[Texte à lire]
Le 4 février 2016, Monsieur … passa un entretien auprès du ministère des Affaires étrangères et européennes, direction de l’Immigration, en vue de déterminer l’Etat responsable de l’examen de sa demande de protection internationale en vertu du règlement (UE) n°604/2013 du Parlement européen et du Conseil du 26 juin 2013 établissant les critères et mécanismes de détermination de l’Etat membre responsable de l’examen d’une demande de protection internationale introduite dans l’un des Etats membres par un ressortissant de pays tiers ou un apatride, dit « règlement Dublin III ».
Par décision du 17 février 2016, le ministre de l’Immigration et de l’Asile, ci-après désigné par « le ministre », informa Monsieur … que le Grand-Duché de Luxembourg n’était pas compétent pour examiner sa demande en reconnaissance d’un statut de protection internationale, en se référant aux dispositions de l’article 28 (1) de la loi du 18 décembre 2015 et à celles de l’article 18, paragraphe 1b), du règlement Dublin III, au motif que ce serait l’Allemagne qui était responsable du traitement de sa demande de protection internationale, du fait qu’il y aurait introduit le 3 janvier 2016 une demande de protection internationale et que les autorités allemandes auraient accepté le 15 février 2016 de reprendre en charge l’examen de sa demande de protection internationale.

[Série d'exercices]
a - Selon le texte, à quelle date les autorités allemandes auraient-elles accepté de reprendre en charge l'examen de la demande de protection internationale ?
b - Recopiez à l'identique, s'il vous plaît, le passage du texte qui commence par « Par décision du » et se poursuit jusqu'à « de protection internationale. ».
c - Dites si chaque affirmation est conforme au texte en répondant par oui ou non et en citant les mots du texte qui le prouvent : (i) l'entretien au ministère eut lieu le 4 février 2016 ; (ii) le demandeur aurait introduit une demande de protection internationale en Allemagne le 3 janvier 2016 ; (iii) la décision du ministre date du 4 février 2016.
Les enregistrements ne jouent aucun rôle ici.

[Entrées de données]
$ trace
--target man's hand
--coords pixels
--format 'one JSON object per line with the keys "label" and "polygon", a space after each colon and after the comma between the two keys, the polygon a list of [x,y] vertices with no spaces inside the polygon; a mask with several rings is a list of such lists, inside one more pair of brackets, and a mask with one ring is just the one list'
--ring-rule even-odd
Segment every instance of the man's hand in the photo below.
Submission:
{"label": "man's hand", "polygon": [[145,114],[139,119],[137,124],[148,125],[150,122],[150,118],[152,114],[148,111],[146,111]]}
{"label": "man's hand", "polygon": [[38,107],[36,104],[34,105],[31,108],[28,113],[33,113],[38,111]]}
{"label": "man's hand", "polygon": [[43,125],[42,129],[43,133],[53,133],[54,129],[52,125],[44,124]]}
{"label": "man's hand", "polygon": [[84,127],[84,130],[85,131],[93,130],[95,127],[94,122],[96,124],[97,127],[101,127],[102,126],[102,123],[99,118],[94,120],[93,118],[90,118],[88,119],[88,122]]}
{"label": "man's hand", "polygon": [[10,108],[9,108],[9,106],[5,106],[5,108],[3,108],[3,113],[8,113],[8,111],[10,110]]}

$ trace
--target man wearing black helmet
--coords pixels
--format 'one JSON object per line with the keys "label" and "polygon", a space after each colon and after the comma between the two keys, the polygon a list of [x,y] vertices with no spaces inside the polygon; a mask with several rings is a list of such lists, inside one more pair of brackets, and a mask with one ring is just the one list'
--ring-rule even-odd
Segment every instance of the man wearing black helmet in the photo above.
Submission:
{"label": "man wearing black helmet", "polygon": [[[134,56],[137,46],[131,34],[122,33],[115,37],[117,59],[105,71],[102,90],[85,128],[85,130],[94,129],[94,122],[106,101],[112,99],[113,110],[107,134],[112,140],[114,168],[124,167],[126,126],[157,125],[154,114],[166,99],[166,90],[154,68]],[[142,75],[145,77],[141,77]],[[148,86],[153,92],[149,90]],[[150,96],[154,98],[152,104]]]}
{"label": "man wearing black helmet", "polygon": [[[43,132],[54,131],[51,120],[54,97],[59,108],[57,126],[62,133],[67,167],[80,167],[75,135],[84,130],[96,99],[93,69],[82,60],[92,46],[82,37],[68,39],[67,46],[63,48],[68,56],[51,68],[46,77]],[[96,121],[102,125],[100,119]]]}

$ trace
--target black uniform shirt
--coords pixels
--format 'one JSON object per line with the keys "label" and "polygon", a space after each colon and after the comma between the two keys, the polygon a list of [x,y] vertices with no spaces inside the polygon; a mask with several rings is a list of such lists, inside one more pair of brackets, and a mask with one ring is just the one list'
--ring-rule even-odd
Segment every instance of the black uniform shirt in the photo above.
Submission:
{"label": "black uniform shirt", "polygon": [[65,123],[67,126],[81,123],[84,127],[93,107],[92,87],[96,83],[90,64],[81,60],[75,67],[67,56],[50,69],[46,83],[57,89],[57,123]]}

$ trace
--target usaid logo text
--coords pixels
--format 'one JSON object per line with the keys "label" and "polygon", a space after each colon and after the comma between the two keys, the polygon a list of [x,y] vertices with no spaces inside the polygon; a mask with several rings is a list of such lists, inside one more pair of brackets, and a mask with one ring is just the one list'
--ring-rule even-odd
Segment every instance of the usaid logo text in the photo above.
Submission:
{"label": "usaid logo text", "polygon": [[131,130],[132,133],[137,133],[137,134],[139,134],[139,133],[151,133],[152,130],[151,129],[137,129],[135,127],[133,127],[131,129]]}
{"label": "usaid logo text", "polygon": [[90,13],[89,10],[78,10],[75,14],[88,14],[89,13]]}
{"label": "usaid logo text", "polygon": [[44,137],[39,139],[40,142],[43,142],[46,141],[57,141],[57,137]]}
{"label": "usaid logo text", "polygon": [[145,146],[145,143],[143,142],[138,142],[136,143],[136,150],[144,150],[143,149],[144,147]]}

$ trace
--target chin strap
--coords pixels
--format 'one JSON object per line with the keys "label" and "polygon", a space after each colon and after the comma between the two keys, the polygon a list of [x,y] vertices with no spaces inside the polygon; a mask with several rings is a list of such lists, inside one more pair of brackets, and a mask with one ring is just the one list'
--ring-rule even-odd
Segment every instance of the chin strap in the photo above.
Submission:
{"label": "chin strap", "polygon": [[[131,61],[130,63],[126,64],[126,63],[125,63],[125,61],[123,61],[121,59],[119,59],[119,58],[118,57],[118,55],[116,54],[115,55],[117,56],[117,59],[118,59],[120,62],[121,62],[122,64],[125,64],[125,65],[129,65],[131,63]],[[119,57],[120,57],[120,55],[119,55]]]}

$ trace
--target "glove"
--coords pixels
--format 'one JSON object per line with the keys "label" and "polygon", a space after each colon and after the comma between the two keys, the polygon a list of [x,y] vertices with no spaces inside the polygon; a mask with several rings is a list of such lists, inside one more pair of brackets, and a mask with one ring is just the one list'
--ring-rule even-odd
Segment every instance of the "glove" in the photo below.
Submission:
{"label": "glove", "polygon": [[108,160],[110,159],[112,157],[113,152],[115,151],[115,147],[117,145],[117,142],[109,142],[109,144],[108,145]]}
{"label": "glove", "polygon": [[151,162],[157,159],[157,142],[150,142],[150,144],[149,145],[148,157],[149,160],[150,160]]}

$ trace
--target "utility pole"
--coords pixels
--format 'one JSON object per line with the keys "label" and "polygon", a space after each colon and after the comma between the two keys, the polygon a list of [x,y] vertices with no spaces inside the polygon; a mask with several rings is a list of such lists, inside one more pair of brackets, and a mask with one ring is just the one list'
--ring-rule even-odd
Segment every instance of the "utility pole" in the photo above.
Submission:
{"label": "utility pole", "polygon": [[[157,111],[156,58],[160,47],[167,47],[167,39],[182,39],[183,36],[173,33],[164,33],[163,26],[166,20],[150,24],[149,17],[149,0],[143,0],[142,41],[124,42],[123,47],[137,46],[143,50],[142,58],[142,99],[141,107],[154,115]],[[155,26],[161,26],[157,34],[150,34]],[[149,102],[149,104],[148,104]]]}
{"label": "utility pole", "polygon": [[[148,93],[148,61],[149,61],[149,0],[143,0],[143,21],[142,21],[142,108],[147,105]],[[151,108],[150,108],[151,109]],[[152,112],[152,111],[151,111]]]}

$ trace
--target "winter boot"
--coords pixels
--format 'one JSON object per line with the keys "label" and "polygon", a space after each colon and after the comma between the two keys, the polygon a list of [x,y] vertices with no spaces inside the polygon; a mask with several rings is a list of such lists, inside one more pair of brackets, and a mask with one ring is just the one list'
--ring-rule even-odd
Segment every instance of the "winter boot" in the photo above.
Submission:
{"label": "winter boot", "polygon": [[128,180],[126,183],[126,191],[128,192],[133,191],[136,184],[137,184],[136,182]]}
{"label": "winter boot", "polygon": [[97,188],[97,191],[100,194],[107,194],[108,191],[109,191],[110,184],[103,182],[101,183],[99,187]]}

[Corrigé]
a - Le 15 février 2016.

b -
Par décision du 17 février 2016, le ministre de l’Immigration et de l’Asile, ci-après désigné par « le ministre », informa Monsieur … que le Grand-Duché de Luxembourg n’était pas compétent pour examiner sa demande en reconnaissance d’un statut de protection internationale, en se référant aux dispositions de l’article 28 (1) de la loi du 18 décembre 2015 et à celles de l’article 18, paragraphe 1b), du règlement Dublin III, au motif que ce serait l’Allemagne qui était responsable du traitement de sa demande de protection internationale, du fait qu’il y aurait introduit le 3 janvier 2016 une demande de protection internationale et que les autorités allemandes auraient accepté le 15 février 2016 de reprendre en charge l’examen de sa demande de protection internationale.

c -
(i) Oui : « Le 4 février 2016, Monsieur … passa un entretien ».
(ii) Oui : « du fait qu’il y aurait introduit le 3 janvier 2016 une demande de protection internationale ».
(iii) Non : « Par décision du 17 février 2016 ».